-- Source document --

Multiple States Are Attempting To Pass Anti-Trans & LGBTQ+ Laws
Many of the newly introduced bills target trans youth in school sports, use of preferred pronouns, and medical professionals' practices.
More than a dozen bills that discriminate against LGBTQ+ people were introduced at the start of the 2021 legislative season, including several that target transgender youth and and would ban them from school sports.
According to Freedom For All Americans, a bipartisan campaign that works to protect LGBTQ+ people, multiple states introduced nearly 20 new bills, adding to more than two dozen existing bills that carried over from 2020. States including Alabama, Missouri, Indiana, Minnesota, Connecticut, North Dakota, Iowa, and Arizona are considering such bills, most of which are anti-trans.
In Montana, House Bill 113 would restrict licensed medical professionals from providing transgender minors with medications or procedures, including hormones and gender affirmation surgery. Bill 113 failed after Montana’s House of Representatives voted it down in late January.

-- Questions to answer --
[A] According to the subtitle of the article on anti-trans bills, what three things do many of the newly introduced bills target?
[B] Set down the passage from the article on anti-trans bills, starting with "Multiple States Are" and going on through "medical professionals' practices.".

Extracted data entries
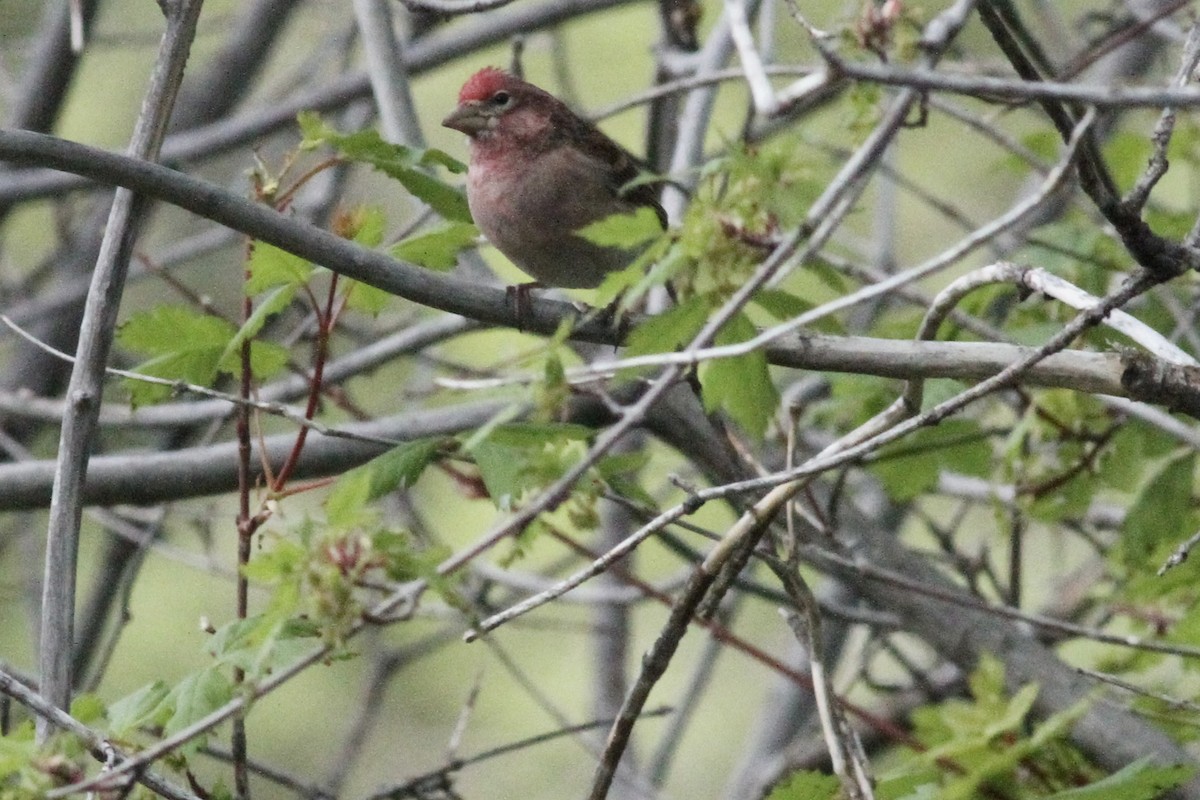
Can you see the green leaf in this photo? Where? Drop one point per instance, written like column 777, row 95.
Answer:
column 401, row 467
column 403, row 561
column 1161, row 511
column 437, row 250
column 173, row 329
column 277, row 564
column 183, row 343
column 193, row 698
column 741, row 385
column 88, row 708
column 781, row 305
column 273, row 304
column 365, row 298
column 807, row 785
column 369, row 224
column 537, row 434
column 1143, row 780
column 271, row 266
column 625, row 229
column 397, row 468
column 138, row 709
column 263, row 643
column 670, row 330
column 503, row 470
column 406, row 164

-- Task-by-task solutions --
[A]
- Trans youth in school sports
- Use of preferred pronouns
- Medical professionals' practices

[B]
Multiple States Are Attempting To Pass Anti-Trans & LGBTQ+ Laws
Many of the newly introduced bills target trans youth in school sports, use of preferred pronouns, and medical professionals' practices.